§ Document section
# paint colors



## NTCGRR (Jan 2, 2008)

Usually USAT paint colors look really close.
But








This SD 40-2 I bought awhile back was so "orange" that I tried to really age it and weather it out .
now that I have two Sd45s and GP40 I just can't stand it.
even their photo on their site looks better than this.

I should have taken a photo before the weathering. In person you would call it orange, ...


----------



## H-man (Jan 4, 2008)

This is why I haven't purchased any Aristo UP locomotives the yellow is just wrong. Too red/orange.


----------



## San Juan (Jan 3, 2008)

An interesting thing about Santa Fe yellow is that, especially on the earliest units that received the new scheme (late 70s), the yellow actually had an orange tint to it. It seems that only the newer locos were pure yellow like the 5362 in your photo. A lot has to do with weathering, and some may actually have to do with the film used to take photos.

But I definitely recall seeing in person that in the 80s (pre ditch light era) the paint seemed to be more orange, and in the 90s the yellow was not as orange. 

To confuse things even more, in the modern BNSF era this paint can fade to an almost cream color.


I guess the quickest way I can show this as comparison photos are these MSTS (Microsoft Train Sim) models based off of the actual units paint.


*The first is the orangish 1980s (pre ditchlight) era paint:*











*The second is the 1990s era (ditchlight) yellow paint:*











*And the third shows heavily faded modern era (BNSF) paint:*












Of course I'm not sure how orange the USA unit was originally. Looking at your photo it does look to be too much even under the weathering. So they probably over did the whole orange tint thing a bit. But a slight orange tint is very prototypical for an early to late 1980s Santa Fe loco.


----------



## NTCGRR (Jan 2, 2008)

I have it repainted now and once I dull coat it , it will probably look like your 1st photo. 
I'm happy with the color match but it was,,,,,"brushed" on. too lazy to mask it off. 
And yes on the UP Aristo E 8s, I repainted the 3 of them because they was too "orange" for me.


----------



## bottino (Feb 7, 2008)

Marty, this Yellow/Orange thing on Aristocraft locos is very interesting. I got into it once with someone on the Aristo Forum, about the Rio Grande Orange on the SD45. I was raised around RG all the time, and somehow thought it should be orange. Then someone posted a picture of a 1:1 RG engine, and the color was really seriously Yellow not orange. My own RG pictures also confirmed it. So I stood corrected,which means that Aristo really has it wrong with the Orange colors. I just bought a new Aristo Rio Grande RS3, and it clearly is orange too. I am not a talented painter like you, and I still believe that it should be Orange, so I'm leaving things alone.
Paul


----------



## NTCGRR (Jan 2, 2008)

Paul 
theres no talent. I use the blue masking tape which lets you see through it, i cheat, then use a knife to cut away as needed.


----------



## John J (Dec 29, 2007)

Posted By NTCGRR on 04/17/2009 6:17 PM
Paul 
theres no talent. I use the blue masking tape which lets you see through it, i cheat, then use a knife to cut away as needed.

Rembrandt shears his secrets


----------



## NTCGRR (Jan 2, 2008)

well I brushed on a lighter yellow to show age and fade. 








I used a Q tip to wipe off the ooppss. now to finish weathering it 

Also i now have the color combination in qts so i canpaint as much as I want


----------

Records from a dataset:

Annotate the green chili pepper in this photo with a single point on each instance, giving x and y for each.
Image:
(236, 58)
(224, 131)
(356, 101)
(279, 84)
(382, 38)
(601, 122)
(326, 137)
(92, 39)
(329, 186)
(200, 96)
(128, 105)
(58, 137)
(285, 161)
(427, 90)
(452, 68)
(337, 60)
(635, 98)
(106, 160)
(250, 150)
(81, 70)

§ Problem set
(a) List the distinct usernames of everyone who posted in the paint colors thread.
(b) Copy everything in the paint colors thread from "Posted By NTCGRR" down to "age and fade.".

§ Written responses
(a) NTCGRR, H-man, San Juan, bottino, John J

(b)
Posted By NTCGRR on 04/17/2009 6:17 PM
Paul 
theres no talent. I use the blue masking tape which lets you see through it, i cheat, then use a knife to cut away as needed.

Rembrandt shears his secrets


----------



## NTCGRR (Jan 2, 2008)

well I brushed on a lighter yellow to show age and fade.